(Objective): Render every line of the listing below as a numbered list, skipping blank lines and omitting the pictures.

(Contour labeling listing):
========================================================================
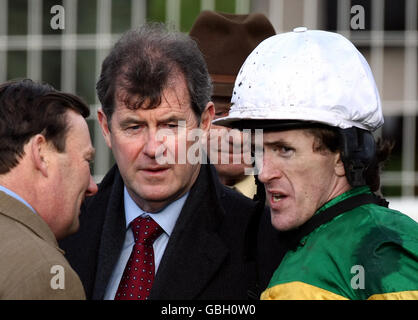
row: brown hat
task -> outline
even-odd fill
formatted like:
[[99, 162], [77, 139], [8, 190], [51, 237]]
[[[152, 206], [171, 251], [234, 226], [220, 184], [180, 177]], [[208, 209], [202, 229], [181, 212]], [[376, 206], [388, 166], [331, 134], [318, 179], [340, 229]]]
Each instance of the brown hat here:
[[275, 35], [264, 14], [202, 11], [190, 30], [205, 57], [213, 96], [231, 97], [236, 75], [254, 48]]

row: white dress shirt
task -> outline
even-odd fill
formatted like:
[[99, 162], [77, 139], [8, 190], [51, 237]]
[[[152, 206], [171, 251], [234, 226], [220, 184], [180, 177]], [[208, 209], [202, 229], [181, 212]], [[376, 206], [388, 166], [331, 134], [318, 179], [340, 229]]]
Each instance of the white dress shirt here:
[[160, 265], [161, 258], [163, 257], [168, 240], [171, 236], [171, 232], [174, 229], [177, 218], [180, 215], [184, 202], [187, 199], [189, 193], [186, 193], [180, 199], [170, 203], [167, 207], [157, 213], [148, 213], [143, 211], [132, 200], [126, 187], [124, 187], [124, 203], [125, 203], [125, 221], [126, 221], [126, 234], [125, 241], [123, 243], [122, 251], [119, 255], [119, 260], [113, 269], [109, 283], [107, 284], [106, 292], [104, 295], [105, 300], [113, 300], [115, 298], [116, 291], [118, 290], [120, 280], [125, 270], [126, 263], [131, 255], [132, 248], [135, 244], [134, 235], [129, 227], [129, 224], [139, 216], [150, 216], [158, 225], [163, 229], [163, 233], [154, 241], [154, 266], [155, 274], [157, 274], [158, 267]]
========================================================================
(Written response):
1. row: brown hat
2. task -> outline
3. even-odd fill
4. formatted like:
5. [[99, 162], [77, 139], [8, 190], [51, 237]]
6. [[[152, 206], [171, 251], [234, 226], [220, 184], [180, 177]], [[208, 209], [202, 229], [181, 212]], [[376, 206], [388, 166], [331, 134], [318, 179], [340, 229]]]
7. Each instance of the brown hat here:
8. [[275, 35], [264, 14], [202, 11], [190, 30], [205, 57], [213, 96], [231, 97], [236, 75], [254, 48]]
9. row: white dress shirt
10. task -> outline
11. even-odd fill
12. formatted like:
13. [[99, 162], [77, 139], [8, 190], [51, 237]]
14. [[[152, 206], [171, 251], [234, 226], [220, 184], [180, 177]], [[208, 209], [202, 229], [181, 212]], [[376, 206], [388, 166], [331, 134], [318, 179], [340, 229]]]
15. Each instance of the white dress shirt here:
16. [[160, 265], [161, 258], [163, 257], [168, 240], [171, 236], [171, 232], [174, 229], [177, 218], [180, 215], [184, 202], [187, 199], [189, 193], [186, 193], [180, 199], [170, 203], [167, 207], [157, 213], [148, 213], [143, 211], [132, 200], [126, 187], [124, 187], [124, 203], [125, 203], [125, 221], [126, 221], [126, 234], [125, 241], [123, 243], [122, 251], [119, 255], [119, 260], [113, 269], [109, 283], [107, 284], [106, 292], [104, 295], [105, 300], [113, 300], [115, 298], [116, 291], [118, 290], [120, 280], [125, 270], [126, 263], [131, 255], [132, 248], [135, 244], [134, 235], [129, 227], [129, 224], [139, 216], [150, 216], [158, 225], [163, 229], [163, 233], [154, 241], [154, 266], [155, 274], [157, 274], [158, 267]]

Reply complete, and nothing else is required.